### Selected passage
■ ■ ■ ■ ■

Typically in the US patients will receive a non contrast CT, while some may or may not also receive a CT angiogram to prove a blocked vessel, Professor Campbell explained.
“Once patients are transferred to an EVT-capable centre they’ll be back in the CT scanner getting imaged to see if they actually have a target and brain to save for the procedure.”
It’s an approach he described as ‘wasteful’ in terms of time.
“You really want to get the imaging right the first time and that’s kind of the way we’ve always done it for a good amount of patients – you do the imaging, establish eligibility (for EVT) at the referring hospital and only transfer if patients need the procedure, which means they go to angiography directly when they arrive.”
Professor Campbell said imaging won’t need to be repeated unless something has ‘majorly’ changed or where there has been an exceedingly long transfer.
“In that case you can’t rely on what you saw more than three hours ago still reflecting the status of the brain on arrival,” he said.
Clinicians might also consider repeat imaging if a patient has got considerably better, he added.
“Particularly if the angiography suites are not quite ready but most of those patients still have some sort of target so unless we get infinitely better intravenous thrombolysis strategies most people, even when they’ve improved, have something the interventionist can pull out.”
For those patients who have deteriorated Professor Campbell said most angiography equipment would be able to exclude haemorrhage.
“So people who have got worse can go straight to an angiography suite and on CT people who’ve got better, if they’re almost entirely back to normal, fair enough you might not want to do an angiogram for no good reason but there are also non invasive angiography options, like intravenous DSA, that you could be performed in an angio-suite.”

■ ■ ■ ■ ■

### Complete the following
1/ Translate this sentence from the passage on stroke imaging into Spanish: "It’s an approach he described as ‘wasteful’ in terms of time."
2/ In the passage on stroke imaging, which non-invasive angiography option does Professor Campbell name as one that could be performed in an angio-suite?

■ ■ ■ ■ ■

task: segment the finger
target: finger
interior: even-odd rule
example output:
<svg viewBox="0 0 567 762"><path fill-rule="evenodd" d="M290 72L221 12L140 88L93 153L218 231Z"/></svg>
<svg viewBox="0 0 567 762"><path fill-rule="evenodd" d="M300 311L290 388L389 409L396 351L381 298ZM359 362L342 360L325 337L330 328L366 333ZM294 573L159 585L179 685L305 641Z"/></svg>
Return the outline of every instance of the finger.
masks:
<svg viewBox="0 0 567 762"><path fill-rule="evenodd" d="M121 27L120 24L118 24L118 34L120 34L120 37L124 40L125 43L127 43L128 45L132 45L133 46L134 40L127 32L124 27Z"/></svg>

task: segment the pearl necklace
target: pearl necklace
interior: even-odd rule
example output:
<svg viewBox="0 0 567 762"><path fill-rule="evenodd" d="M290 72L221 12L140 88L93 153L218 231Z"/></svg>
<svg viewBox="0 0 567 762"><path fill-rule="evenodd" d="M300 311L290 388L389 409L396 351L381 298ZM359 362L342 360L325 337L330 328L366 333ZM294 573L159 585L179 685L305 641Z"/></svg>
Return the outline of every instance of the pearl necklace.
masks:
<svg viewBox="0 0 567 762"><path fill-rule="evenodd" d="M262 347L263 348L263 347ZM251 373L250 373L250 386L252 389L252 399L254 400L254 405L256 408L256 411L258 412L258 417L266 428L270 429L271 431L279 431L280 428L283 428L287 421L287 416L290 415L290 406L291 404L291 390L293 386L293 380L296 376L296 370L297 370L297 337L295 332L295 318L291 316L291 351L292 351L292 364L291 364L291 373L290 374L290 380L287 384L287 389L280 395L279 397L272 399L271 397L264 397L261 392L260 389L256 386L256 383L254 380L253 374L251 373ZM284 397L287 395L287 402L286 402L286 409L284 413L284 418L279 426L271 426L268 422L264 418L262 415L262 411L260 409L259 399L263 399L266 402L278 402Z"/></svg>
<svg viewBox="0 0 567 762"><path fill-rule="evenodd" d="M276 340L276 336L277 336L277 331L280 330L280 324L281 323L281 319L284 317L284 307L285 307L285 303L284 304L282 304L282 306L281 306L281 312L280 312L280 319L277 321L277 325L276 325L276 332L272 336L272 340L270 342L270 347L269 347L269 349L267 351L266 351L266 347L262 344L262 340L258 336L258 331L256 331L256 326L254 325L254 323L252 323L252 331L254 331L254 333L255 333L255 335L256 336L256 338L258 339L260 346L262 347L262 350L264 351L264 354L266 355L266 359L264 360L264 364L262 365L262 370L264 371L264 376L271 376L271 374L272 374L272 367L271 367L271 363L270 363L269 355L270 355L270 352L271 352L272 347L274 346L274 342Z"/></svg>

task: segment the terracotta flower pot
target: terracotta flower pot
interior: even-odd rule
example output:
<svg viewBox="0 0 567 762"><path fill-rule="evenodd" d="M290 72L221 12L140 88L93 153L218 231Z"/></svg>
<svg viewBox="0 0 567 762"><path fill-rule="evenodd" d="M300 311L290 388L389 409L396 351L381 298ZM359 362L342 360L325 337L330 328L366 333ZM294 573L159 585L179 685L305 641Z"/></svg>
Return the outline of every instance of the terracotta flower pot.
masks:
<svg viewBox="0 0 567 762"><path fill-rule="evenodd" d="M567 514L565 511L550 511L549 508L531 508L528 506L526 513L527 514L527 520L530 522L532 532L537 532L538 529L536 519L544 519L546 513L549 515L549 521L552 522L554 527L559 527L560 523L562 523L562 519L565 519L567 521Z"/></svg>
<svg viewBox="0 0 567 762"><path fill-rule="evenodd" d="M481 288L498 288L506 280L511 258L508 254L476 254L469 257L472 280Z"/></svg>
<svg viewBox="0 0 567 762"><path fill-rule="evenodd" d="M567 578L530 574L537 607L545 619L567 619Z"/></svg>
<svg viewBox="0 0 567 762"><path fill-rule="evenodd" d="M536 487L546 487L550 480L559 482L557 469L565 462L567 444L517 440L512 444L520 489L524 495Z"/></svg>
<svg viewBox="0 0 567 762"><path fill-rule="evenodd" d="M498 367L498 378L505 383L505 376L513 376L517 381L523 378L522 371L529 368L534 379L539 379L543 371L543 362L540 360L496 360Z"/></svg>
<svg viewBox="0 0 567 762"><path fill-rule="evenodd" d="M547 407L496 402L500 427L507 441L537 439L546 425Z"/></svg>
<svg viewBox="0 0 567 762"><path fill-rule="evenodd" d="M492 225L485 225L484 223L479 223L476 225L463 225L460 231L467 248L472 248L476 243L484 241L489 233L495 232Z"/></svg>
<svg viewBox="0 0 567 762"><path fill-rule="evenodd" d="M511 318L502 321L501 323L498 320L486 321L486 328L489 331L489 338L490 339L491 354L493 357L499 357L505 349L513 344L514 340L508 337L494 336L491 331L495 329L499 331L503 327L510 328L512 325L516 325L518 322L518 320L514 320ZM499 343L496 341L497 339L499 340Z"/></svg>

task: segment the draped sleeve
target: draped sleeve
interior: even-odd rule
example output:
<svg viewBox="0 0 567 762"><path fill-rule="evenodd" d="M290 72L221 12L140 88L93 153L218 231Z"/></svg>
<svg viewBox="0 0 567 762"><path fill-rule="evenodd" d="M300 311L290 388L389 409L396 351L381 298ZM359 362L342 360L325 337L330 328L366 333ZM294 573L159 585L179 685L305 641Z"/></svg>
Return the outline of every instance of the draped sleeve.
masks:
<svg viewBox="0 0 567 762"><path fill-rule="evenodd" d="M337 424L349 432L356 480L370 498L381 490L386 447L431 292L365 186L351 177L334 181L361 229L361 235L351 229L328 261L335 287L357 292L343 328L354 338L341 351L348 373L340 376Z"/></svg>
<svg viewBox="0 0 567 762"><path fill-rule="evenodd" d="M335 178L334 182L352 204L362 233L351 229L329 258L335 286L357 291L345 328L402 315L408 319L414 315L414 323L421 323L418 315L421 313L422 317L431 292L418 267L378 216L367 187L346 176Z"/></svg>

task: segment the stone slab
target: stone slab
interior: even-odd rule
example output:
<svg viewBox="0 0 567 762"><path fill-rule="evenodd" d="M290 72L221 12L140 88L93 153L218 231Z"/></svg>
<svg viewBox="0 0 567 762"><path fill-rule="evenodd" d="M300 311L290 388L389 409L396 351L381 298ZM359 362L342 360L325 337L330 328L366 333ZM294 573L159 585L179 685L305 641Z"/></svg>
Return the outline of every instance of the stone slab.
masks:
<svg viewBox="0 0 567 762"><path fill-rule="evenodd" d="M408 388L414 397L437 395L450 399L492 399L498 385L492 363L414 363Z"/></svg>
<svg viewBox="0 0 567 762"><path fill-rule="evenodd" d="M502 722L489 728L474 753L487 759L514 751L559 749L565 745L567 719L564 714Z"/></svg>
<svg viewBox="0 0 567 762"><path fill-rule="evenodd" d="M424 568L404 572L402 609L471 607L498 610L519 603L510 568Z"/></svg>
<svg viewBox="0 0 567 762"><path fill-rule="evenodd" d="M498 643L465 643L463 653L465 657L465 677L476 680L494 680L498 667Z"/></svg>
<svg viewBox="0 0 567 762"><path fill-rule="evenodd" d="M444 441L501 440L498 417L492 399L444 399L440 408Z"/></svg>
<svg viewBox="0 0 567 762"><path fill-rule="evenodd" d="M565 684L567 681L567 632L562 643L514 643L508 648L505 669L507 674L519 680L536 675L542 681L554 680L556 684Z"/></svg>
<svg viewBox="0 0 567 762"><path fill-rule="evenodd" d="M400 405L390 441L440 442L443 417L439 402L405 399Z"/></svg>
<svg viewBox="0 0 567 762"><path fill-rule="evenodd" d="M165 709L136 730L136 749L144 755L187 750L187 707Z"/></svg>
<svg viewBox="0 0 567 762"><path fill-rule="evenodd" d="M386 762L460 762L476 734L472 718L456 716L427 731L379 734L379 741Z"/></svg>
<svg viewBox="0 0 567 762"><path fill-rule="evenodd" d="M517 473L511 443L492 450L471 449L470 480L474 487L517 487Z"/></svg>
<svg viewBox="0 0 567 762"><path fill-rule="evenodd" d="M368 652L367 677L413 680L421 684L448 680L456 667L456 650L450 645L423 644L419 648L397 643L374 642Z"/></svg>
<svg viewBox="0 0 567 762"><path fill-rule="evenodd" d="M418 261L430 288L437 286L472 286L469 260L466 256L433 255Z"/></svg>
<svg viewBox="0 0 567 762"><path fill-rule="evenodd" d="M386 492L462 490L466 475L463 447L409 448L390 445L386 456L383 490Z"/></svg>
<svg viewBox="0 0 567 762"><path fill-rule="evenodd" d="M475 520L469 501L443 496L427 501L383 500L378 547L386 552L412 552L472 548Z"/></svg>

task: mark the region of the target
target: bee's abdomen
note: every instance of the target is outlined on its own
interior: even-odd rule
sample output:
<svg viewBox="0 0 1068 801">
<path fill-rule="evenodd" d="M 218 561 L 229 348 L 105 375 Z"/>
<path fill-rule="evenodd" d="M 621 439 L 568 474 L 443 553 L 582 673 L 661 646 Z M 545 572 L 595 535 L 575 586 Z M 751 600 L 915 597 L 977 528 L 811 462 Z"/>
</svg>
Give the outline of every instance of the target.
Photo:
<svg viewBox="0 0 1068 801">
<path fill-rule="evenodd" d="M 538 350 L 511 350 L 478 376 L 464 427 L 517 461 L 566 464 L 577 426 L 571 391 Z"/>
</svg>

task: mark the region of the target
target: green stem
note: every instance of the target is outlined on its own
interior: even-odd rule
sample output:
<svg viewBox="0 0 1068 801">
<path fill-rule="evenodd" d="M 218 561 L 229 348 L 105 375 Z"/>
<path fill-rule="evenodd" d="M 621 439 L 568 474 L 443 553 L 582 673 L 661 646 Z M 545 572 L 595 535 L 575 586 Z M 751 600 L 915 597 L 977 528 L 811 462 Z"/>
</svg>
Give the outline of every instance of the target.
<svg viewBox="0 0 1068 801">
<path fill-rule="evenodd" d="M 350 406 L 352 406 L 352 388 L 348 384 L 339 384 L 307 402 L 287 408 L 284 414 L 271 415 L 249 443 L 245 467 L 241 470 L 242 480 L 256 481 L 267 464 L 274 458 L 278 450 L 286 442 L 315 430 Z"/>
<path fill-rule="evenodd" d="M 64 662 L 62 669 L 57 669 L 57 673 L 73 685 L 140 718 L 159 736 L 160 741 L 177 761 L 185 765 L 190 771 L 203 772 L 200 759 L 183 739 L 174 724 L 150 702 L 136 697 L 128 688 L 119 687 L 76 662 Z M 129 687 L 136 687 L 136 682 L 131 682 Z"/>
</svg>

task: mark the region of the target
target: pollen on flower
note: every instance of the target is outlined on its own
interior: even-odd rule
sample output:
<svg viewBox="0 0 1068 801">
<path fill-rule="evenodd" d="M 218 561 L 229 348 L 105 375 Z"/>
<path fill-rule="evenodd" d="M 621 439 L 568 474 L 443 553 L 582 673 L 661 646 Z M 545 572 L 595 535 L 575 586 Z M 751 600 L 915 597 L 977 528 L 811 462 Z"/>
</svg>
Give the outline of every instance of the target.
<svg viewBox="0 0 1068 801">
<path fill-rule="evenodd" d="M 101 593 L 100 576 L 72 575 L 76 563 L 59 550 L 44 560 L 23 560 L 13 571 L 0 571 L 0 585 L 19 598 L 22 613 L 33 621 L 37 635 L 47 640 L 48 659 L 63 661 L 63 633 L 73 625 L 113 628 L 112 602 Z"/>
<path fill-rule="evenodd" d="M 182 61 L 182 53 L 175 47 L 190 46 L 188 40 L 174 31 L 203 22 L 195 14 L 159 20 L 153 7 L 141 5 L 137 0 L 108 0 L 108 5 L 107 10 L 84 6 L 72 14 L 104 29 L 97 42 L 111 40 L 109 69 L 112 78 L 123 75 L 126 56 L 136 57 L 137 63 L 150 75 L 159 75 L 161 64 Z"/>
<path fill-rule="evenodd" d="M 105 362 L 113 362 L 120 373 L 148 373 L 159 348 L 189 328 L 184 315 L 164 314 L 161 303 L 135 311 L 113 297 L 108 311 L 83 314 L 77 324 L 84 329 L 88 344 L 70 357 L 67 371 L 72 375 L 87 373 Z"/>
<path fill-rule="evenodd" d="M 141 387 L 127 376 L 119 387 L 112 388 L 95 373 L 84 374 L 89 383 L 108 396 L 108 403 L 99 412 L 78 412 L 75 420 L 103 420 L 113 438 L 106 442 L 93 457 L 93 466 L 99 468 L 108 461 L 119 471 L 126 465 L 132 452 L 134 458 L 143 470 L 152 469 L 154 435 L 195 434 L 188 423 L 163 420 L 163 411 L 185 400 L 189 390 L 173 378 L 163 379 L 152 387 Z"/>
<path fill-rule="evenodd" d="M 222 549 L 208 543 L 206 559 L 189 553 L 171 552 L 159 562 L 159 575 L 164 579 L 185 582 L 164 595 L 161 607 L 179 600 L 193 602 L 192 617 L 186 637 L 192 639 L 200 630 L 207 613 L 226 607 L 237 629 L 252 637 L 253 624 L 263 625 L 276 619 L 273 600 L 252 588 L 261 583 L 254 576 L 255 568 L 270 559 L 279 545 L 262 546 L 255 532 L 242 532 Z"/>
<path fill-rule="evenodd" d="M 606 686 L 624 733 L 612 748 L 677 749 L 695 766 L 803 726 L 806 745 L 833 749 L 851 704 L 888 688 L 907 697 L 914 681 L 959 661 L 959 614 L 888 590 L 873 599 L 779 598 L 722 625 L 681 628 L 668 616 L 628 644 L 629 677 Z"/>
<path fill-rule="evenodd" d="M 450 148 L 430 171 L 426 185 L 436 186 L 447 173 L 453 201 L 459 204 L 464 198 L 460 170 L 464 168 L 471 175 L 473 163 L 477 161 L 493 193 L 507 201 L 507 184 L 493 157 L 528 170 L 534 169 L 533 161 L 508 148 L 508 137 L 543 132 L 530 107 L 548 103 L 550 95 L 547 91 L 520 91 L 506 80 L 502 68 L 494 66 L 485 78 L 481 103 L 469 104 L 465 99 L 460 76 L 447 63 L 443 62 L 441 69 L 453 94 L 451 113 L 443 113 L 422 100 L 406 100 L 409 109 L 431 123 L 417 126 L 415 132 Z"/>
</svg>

■ ■ ■ ■ ■

### Responses
1/ Es un enfoque que él describió como «derrochador» en términos de tiempo.

2/ Intravenous DSA.